Le Choix des armes a été écrit par Alain Corneau et Michel Grisolla auteur lui-même de romans policiers forts originaux (...) A s'en tenir là, on se retrouverait du côté de chez Melville et Giovanni : amitié virile, truands contre flics, fatalité sociale. Mais, d'une part, malgré ces références, le scénario n'est pas écrit d'une façon conventionnelle, d'autre part, la mise en scène de Corneau, tout en assumant les codes du roman policier français, les renouvelle par une pure et magistrale étude de comportement dans un environnement social moderne, et par des ellipses du récit (le montage est remarquable) éliminant, dans une action où la violence fulgure, tout ce qui n'est pas nécessaire à sa logique interne, aux rapports de force entre les personnages.
En fait, le film oppose deux générations de truands et policiers (...) Noël sort de sa retraite pour protéger sa femme Nicole (les liens profonds unissant ce couple, à la vie à la mort, sont admirablement suggérés dans la première séquence, où apparaissent Yves Montand et Catherine Deneuve), et sa longue traque de Mickey le Dingue le met en face d'une réalité qui est le véritable " fatum " de cette tragédie des malentendus. Mickey est un produit de la délinquance né dans le pourrissoir des cités-dortoirs. La banlieue où s'agitait le paumé, le perdant de Série noire reparaît dans son délabrement sinistre, son atmosphère de malchance, son conditionnement pesant, tout ce qui fascine jusqu'au malaise le réalisateur. Au monde harmonieux, clos et " poétique " du haras se substituent les pavillons lugubres, les petites rues sans Joie, les terrains vagues et les H.L.M. lépreuses.
Corneau donne une vision hallucinante à force d'intimisme du logement où Dany, le camarade d'enfance de Mickey, vît avec ses trois gosses, et sa femme hébétée devant un métier à tapisserie.
A parcourir les lieux où Mickey a passé sa jeunesse, Noël comprend que ce voyou est un être humain comme lui, destiné à perdre la partie et auquel il faut laisser sa chance. Antipathique en diable au début, le tueur cinglé devient pitoyable et faible. Le génie - le mot n'est pas trop fort - de Gérard Depardieu ajoute à cet éclairage du personnage par la mise en scène. Le comédien à, certes, le physique et les manières d'un loubard. Il dépasse cette définition extérieure. Il s'arrache du cœur et des tripes la vérité de Mickey, perd pied, tout d'un coup (la scène est stupéfiante), devant la gérante robuste et forte en gueule d'une station-service, qui, sans avoir peur de lui, crache son mépris et sa haine des voyous, le revolver sous le nez ; de Mickey pleurant sur une poubelle son amour paternel repoussé ; de Mickey racontant à Nicole, son otage dont la compréhension l'apprivoise, sa vie foutue (...)

☆ ☆ ☆

__Ordre de travail__
Rédigez la suite de la critique consacrée au film Le Choix des armes, en reprenant après sa dernière phrase.

__Données fournies__
☆ ☆ ☆

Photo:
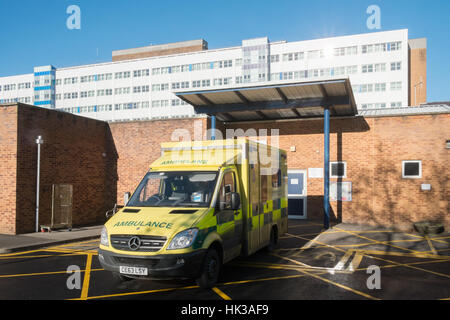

☆ ☆ ☆

__Résultat ci-dessous__
Corneau avait déjà trouvé son univers cinématographique. Maris le style du Choix des armes est d'une maîtrise absolue dans ce " genre policier " que le réalisateur affectionne. Qui d'autre que lui pourrait faire passer, d'une façon aussi simple et aussi bouleversante, la scène finale (transfert d'amour cette fois), construite sur une situation mélodramatique ?
La direction d'acteurs est prodigieuse. Yves Montand, qui fut l'interprète de Corneau dans Police Python 357 et la Menace, joue, à fleur de peau, l'inquiétude d'un homme vieilli, menacé dans son bonheur, froidement décidé puis chancelant dans ses certitudes, et brisé par le malheur. Catherine Deneuve est superbe dans ses silences, son énergie vitale, sa fidélité amoureuse. Le plus étonnant peut-être est que, dans ce film à vedettes - et quelles vedettes ! - il n'y a pas de vedettariat mais un travail d'équipe en quelque sorte affectif. Michel Galabru, Christian Marquand, Jean-Claude Dauphin (débarrassé de son romantisme), Richard Anconina, entre autres, sont excellents dans les seconds rôles. La direction photo de Pierre-William Glenn, la musique de Philippe Sarde, sont en accord parfait avec la conception et la réalisation du film. On n'a pas si souvent l'occasion de s'enthousiasmer..."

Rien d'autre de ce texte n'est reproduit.